[Coordinate annotation records]
---
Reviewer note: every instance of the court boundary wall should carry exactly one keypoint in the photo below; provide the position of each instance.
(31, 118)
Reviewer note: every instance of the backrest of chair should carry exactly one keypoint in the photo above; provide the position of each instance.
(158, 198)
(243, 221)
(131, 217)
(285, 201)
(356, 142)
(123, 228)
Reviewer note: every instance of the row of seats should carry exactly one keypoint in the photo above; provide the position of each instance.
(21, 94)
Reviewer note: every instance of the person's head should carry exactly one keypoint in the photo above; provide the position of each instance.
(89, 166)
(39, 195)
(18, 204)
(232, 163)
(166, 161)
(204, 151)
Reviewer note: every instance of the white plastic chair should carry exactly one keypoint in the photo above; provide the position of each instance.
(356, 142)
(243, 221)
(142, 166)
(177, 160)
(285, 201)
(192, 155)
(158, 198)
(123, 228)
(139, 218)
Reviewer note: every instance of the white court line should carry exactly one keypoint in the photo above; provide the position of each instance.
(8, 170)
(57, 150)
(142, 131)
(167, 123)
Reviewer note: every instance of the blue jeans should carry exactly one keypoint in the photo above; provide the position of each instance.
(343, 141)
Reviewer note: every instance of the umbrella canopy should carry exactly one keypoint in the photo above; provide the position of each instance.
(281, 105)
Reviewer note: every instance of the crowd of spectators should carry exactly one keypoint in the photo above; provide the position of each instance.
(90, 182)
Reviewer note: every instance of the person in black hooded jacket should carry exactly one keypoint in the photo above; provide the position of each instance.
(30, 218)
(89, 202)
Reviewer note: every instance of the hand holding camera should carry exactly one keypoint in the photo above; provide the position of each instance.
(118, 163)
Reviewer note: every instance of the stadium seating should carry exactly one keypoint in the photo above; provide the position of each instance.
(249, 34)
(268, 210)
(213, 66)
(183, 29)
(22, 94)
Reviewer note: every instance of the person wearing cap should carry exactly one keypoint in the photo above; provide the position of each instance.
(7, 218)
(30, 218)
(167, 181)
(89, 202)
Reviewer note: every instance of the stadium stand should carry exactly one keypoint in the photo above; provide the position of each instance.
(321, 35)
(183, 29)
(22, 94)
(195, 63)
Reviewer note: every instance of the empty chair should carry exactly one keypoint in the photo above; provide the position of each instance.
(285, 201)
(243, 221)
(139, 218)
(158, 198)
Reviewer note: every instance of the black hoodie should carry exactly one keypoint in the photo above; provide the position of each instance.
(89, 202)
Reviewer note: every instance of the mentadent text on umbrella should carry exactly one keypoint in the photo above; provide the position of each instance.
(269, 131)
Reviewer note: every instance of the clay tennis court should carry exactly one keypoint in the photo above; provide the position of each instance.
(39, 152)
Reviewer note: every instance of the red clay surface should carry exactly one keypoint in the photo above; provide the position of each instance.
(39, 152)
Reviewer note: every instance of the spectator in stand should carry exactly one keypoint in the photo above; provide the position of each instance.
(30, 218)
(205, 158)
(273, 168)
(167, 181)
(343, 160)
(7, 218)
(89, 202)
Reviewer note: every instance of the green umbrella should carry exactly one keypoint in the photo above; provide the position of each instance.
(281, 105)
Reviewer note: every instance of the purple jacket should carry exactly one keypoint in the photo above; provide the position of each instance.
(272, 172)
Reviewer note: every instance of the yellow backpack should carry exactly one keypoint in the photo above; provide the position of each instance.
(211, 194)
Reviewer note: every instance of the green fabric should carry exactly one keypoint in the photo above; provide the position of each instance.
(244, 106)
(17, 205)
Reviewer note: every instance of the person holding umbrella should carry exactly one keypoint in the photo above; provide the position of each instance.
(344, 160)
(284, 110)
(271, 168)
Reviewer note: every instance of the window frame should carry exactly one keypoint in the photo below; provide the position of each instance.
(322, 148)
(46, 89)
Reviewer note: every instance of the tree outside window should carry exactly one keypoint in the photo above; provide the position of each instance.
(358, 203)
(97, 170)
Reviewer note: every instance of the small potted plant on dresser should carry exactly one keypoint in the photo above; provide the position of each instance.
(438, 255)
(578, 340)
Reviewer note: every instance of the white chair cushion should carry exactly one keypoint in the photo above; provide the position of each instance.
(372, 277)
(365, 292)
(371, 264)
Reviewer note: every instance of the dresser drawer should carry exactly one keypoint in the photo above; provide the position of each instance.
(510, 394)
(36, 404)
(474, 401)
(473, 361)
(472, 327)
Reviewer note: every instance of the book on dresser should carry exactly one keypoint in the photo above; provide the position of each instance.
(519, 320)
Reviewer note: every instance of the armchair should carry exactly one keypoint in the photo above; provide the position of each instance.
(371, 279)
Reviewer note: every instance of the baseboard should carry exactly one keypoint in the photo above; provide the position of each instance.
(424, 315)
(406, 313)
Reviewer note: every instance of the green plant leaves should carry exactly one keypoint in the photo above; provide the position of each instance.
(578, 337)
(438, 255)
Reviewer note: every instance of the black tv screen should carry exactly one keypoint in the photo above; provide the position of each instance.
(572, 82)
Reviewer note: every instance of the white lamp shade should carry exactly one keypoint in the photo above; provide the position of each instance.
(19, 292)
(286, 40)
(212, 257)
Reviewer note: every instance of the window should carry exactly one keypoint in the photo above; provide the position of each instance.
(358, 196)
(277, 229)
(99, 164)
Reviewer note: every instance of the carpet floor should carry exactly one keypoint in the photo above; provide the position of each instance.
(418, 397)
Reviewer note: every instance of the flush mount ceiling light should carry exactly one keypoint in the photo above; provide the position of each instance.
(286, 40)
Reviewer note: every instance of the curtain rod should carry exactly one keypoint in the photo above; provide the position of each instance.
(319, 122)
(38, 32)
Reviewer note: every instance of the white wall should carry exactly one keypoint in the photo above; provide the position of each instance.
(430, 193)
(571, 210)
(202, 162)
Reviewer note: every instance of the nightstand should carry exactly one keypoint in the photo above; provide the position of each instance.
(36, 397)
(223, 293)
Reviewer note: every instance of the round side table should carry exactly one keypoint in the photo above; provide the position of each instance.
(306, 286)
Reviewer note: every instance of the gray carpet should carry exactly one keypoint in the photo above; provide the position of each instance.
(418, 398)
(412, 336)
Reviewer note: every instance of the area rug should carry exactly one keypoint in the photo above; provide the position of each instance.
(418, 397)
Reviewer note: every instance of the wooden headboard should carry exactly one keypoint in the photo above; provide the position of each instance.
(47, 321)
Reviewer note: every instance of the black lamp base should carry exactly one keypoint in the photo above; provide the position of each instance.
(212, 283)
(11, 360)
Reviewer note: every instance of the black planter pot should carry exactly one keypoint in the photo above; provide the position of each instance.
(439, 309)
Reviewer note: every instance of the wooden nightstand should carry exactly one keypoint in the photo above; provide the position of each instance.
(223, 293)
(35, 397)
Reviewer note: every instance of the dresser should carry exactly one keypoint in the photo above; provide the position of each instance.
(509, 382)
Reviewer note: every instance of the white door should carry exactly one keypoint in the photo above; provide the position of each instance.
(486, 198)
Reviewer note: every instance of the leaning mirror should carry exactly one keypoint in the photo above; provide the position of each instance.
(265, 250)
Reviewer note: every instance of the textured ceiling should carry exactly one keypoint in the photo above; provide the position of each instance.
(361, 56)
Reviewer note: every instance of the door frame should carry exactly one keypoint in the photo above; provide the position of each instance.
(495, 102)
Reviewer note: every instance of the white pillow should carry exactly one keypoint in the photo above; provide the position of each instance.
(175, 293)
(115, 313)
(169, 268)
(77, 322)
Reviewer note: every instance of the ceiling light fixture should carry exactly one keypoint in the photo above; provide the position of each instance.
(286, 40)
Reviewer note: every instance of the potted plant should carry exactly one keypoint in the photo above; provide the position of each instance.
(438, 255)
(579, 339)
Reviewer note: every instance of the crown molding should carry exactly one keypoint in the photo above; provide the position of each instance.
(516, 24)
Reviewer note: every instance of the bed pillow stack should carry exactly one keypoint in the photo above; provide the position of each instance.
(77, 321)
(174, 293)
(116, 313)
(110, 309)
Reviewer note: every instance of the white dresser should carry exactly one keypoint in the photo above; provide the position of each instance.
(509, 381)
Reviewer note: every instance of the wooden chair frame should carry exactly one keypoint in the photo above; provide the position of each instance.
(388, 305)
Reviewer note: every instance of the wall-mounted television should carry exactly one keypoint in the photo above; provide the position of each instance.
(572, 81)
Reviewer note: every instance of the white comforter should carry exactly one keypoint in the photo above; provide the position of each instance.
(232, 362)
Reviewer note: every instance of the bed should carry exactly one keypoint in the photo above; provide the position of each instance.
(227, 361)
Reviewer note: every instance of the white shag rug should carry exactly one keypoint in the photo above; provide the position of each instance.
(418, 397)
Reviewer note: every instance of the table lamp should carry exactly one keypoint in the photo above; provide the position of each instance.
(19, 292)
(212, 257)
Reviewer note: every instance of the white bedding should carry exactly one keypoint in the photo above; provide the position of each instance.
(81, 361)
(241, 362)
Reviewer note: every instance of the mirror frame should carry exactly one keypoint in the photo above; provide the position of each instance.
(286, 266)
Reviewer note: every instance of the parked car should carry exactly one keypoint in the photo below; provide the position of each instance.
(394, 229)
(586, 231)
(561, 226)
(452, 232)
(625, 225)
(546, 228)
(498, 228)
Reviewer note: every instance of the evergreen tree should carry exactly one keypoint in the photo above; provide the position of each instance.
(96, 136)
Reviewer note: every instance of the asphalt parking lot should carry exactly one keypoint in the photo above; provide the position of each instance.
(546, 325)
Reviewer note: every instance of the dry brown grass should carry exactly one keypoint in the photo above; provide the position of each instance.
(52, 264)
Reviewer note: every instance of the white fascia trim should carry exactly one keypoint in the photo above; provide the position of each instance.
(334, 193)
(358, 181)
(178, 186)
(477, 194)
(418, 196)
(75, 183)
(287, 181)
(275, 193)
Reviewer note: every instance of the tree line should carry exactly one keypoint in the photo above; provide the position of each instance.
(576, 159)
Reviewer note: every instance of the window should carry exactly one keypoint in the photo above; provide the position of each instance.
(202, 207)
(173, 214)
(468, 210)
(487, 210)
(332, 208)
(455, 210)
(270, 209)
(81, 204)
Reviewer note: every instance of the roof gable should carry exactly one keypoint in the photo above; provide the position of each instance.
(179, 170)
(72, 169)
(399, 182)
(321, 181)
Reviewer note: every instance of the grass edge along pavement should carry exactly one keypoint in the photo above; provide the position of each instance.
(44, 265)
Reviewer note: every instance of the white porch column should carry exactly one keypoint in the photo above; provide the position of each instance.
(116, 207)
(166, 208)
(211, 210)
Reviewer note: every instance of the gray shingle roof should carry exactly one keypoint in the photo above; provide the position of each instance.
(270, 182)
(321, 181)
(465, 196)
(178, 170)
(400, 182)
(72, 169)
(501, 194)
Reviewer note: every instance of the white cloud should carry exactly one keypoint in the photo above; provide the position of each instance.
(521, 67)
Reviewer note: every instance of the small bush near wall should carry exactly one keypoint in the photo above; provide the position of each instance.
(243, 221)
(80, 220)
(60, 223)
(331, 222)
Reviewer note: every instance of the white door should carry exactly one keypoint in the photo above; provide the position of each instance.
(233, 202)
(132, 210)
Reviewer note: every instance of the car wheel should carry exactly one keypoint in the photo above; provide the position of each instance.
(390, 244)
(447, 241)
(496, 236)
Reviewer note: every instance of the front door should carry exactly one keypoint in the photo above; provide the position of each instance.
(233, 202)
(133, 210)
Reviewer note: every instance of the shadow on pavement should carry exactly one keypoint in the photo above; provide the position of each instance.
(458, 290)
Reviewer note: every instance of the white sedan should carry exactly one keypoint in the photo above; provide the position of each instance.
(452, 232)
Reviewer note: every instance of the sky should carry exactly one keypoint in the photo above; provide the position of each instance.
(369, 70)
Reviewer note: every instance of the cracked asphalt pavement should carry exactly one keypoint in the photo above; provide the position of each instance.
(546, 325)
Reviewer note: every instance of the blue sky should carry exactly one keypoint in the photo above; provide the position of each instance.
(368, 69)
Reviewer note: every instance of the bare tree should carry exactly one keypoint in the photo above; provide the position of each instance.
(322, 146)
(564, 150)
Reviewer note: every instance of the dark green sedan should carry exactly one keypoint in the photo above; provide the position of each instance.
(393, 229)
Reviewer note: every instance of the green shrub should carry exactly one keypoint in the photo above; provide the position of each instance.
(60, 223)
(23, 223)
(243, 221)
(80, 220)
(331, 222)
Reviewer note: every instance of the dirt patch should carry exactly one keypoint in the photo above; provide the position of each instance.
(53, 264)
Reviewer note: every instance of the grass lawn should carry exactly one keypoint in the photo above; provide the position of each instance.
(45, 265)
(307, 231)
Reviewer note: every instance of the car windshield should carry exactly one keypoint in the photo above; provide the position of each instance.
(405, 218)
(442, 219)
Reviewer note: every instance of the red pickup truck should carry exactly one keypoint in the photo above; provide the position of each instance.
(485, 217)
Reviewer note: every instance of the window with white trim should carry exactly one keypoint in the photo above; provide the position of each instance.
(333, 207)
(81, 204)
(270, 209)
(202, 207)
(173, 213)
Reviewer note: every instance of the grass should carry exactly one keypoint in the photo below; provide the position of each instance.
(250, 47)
---
Exercise description: What are the lines from the one with "Reviewer note: every instance of the dark" through the last line of the records above? Quote them exactly and add nothing.

Full answer:
Reviewer note: every instance of the dark green sedan should carry exactly one keypoint in the photo above; provide the position of each instance.
(393, 229)
Reviewer note: every instance of the green shrub should carry exactly one keypoint in the photo above; provide the position of each instance.
(60, 223)
(23, 223)
(243, 221)
(80, 220)
(331, 222)
Reviewer note: every instance of the dirt patch should carry exactly one keypoint in the photo above; provide the position of each instance.
(53, 264)
Reviewer note: every instance of the grass lawn should carry exactly one keypoint in the photo above; provide the position of each instance.
(45, 265)
(307, 231)
Reviewer note: every instance of the car windshield should carry exactly one keypoint in the photo above; provide the position of each instance.
(405, 218)
(442, 219)
Reviewer note: every instance of the red pickup truck should carry exactly one keypoint in the photo above; provide the position of each instance.
(485, 217)
Reviewer note: every instance of the window with white trim should carry exactly one keypoint in the photo above; provide the position of each instance.
(333, 207)
(81, 204)
(270, 209)
(202, 207)
(173, 213)
Reviewer note: every instance of the grass should carry exactly one keypoint in the photo below; provide the position of each instance.
(250, 47)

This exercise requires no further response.